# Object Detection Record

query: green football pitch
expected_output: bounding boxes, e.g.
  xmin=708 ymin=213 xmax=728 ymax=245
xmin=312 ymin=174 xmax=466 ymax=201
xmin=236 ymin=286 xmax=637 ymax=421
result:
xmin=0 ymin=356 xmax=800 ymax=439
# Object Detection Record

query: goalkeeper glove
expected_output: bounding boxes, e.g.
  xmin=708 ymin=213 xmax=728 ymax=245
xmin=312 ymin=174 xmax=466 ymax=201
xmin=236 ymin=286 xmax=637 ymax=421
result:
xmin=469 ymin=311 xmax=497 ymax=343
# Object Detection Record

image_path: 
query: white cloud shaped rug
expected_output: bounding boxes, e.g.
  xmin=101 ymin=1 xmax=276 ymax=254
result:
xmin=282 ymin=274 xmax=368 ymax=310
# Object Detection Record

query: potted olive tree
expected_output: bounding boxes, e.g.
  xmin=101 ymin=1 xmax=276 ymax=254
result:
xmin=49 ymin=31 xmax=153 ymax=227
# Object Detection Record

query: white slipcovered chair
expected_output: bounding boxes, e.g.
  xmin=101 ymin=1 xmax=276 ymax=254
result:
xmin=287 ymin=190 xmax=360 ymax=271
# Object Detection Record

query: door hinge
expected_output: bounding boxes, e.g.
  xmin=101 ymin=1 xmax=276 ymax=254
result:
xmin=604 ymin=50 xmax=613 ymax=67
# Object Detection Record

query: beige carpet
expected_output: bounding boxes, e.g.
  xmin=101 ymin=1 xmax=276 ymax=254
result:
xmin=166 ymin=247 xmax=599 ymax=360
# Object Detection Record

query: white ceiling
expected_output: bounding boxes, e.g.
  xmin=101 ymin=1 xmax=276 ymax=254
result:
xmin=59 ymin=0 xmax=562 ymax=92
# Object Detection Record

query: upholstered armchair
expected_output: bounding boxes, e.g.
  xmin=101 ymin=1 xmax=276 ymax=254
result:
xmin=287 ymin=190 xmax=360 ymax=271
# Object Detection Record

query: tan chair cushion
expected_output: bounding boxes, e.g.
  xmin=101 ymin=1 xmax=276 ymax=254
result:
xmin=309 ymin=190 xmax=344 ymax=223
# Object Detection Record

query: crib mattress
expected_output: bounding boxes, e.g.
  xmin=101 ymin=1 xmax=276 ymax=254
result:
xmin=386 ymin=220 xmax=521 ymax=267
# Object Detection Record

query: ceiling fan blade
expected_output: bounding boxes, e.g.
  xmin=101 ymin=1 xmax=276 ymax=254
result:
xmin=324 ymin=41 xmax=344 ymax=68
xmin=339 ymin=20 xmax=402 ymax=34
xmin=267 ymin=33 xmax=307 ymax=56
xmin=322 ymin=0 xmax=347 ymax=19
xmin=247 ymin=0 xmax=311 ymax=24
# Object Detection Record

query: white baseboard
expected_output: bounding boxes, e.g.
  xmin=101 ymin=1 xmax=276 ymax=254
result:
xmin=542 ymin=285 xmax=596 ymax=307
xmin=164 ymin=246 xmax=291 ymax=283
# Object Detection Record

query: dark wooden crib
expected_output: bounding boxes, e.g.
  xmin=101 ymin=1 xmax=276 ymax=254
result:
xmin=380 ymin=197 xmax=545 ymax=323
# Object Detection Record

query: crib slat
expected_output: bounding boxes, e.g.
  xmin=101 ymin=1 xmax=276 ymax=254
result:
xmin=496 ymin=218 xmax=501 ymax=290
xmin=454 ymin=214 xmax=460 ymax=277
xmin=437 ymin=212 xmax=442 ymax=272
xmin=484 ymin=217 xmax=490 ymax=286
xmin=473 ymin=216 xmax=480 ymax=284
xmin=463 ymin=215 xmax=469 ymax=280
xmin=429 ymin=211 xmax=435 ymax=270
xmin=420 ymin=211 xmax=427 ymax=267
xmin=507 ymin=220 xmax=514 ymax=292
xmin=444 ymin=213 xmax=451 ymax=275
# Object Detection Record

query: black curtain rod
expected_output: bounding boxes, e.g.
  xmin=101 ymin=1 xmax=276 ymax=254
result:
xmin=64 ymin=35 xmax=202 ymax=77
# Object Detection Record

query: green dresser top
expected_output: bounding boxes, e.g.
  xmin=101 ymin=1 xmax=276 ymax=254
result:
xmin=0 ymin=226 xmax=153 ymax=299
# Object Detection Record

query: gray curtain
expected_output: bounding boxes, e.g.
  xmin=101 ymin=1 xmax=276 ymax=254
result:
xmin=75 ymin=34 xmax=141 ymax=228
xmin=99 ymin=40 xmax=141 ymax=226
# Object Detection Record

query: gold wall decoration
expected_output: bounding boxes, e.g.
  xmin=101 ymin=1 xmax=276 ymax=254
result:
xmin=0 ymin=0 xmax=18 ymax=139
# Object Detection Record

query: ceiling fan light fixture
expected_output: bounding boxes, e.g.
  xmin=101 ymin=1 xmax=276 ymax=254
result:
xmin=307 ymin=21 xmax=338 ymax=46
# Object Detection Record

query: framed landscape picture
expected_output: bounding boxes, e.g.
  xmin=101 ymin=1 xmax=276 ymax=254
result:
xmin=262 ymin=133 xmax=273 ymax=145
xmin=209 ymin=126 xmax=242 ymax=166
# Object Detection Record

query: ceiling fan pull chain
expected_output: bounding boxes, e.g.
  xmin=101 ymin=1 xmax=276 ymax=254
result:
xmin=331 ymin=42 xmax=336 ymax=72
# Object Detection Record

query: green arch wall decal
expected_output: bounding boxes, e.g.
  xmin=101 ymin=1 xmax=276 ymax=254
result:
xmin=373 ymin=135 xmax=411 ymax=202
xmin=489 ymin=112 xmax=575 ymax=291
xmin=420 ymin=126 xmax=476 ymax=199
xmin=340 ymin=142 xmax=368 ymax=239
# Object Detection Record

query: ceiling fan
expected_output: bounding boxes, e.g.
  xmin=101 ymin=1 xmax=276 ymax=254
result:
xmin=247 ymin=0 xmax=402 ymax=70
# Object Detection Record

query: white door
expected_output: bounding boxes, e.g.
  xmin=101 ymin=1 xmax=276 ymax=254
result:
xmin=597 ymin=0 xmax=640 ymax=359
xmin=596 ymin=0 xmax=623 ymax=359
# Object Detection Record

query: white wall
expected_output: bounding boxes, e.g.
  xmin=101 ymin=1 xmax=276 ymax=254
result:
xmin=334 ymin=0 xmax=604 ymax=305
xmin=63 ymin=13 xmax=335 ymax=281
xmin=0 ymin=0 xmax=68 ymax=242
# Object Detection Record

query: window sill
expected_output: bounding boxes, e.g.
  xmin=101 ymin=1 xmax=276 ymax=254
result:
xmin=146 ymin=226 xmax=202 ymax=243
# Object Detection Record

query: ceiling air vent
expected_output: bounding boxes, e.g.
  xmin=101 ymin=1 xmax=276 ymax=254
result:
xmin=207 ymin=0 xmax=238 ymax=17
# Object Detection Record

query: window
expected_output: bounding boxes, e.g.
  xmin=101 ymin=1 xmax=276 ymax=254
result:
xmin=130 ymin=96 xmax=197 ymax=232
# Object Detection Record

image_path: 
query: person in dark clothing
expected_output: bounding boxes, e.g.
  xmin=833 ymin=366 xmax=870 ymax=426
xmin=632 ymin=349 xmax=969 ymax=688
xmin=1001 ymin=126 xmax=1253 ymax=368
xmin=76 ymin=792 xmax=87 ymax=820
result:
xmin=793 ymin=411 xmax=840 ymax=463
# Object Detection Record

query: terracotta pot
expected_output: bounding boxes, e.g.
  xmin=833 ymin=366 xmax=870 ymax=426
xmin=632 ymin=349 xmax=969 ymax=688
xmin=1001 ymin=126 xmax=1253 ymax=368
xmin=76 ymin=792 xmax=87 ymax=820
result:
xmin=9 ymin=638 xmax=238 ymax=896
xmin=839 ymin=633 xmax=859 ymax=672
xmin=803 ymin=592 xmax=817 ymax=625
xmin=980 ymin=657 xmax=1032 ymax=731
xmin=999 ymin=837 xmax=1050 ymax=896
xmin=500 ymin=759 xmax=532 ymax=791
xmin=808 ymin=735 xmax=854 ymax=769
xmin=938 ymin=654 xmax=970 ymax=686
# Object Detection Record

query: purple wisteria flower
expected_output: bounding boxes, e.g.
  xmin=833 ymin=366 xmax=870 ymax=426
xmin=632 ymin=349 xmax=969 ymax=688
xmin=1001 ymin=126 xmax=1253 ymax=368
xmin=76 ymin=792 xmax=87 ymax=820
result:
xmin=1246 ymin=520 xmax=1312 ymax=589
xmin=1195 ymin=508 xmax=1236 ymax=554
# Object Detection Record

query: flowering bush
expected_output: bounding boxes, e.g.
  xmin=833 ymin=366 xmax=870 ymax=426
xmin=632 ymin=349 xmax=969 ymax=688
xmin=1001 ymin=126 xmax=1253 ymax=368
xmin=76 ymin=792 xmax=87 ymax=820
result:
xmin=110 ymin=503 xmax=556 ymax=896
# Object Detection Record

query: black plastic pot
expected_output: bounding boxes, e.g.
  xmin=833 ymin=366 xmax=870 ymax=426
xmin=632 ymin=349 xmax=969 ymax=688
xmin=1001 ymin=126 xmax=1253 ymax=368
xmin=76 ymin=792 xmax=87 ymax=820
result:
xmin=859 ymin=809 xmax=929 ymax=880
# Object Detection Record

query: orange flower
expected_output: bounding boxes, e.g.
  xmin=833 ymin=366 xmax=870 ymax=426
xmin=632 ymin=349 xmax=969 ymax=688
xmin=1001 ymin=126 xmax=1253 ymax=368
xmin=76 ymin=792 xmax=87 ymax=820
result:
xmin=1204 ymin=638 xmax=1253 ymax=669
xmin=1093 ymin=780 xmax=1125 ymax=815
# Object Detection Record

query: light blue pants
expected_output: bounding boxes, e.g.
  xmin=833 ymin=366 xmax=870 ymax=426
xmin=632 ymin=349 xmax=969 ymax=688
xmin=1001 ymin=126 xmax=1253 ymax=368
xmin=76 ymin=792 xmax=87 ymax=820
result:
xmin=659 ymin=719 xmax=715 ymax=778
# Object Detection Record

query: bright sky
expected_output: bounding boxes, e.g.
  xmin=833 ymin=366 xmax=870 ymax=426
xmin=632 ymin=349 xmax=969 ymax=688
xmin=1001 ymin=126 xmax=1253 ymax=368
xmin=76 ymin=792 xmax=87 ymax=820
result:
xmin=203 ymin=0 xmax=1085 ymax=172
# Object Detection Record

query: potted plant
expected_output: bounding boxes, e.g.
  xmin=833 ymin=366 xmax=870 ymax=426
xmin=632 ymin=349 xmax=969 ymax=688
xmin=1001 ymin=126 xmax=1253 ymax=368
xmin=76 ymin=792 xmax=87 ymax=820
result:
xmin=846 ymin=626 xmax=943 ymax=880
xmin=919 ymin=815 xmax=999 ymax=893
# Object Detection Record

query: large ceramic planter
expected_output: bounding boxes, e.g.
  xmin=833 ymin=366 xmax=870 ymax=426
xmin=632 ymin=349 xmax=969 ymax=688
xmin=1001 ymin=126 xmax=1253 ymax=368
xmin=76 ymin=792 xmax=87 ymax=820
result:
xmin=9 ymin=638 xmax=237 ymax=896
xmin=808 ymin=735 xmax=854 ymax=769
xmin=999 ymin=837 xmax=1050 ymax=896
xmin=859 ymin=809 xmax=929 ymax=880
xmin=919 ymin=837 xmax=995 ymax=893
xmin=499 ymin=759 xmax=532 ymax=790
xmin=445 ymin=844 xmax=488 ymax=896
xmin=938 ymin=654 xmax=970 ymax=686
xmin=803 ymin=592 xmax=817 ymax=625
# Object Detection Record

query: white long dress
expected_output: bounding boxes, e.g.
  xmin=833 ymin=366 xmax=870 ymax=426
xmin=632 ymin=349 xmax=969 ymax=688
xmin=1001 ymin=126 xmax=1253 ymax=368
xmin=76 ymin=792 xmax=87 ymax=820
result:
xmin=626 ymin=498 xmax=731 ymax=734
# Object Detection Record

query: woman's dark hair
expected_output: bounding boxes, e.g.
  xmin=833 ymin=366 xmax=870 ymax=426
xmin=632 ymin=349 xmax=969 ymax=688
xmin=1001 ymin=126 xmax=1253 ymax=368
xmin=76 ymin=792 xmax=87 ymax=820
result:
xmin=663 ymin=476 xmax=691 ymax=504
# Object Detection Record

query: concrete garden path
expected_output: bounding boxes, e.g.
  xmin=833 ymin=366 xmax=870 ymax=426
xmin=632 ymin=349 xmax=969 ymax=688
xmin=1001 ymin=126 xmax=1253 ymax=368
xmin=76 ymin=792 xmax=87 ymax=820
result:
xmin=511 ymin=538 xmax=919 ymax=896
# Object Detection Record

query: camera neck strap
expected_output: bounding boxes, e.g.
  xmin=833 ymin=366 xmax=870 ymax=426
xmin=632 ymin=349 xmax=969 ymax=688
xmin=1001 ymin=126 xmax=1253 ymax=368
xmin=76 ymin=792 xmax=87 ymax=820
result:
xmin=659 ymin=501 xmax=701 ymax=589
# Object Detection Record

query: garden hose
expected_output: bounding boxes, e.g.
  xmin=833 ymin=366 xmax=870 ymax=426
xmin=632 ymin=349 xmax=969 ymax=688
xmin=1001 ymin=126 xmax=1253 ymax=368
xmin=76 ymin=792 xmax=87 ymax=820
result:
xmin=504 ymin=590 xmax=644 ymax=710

▬▬▬▬▬▬▬▬▬▬

▶ GIVEN TASK
Update the material from its first line through the line with "xmin=469 ymin=311 xmax=497 ymax=343" by changing "goalkeeper glove" to "referee whistle". Return only those lines, with nothing else altered.

▶ THE REPLY
# Object Detection Record

query: green football pitch
expected_output: bounding boxes, e.g.
  xmin=708 ymin=213 xmax=728 ymax=245
xmin=312 ymin=174 xmax=466 ymax=201
xmin=236 ymin=286 xmax=637 ymax=421
result:
xmin=0 ymin=356 xmax=800 ymax=439
# Object Detection Record

query: referee whistle
expected_output: bounding boxes, e.g.
  xmin=708 ymin=213 xmax=728 ymax=245
xmin=312 ymin=174 xmax=466 ymax=201
xmin=236 ymin=286 xmax=637 ymax=421
result:
xmin=469 ymin=311 xmax=497 ymax=343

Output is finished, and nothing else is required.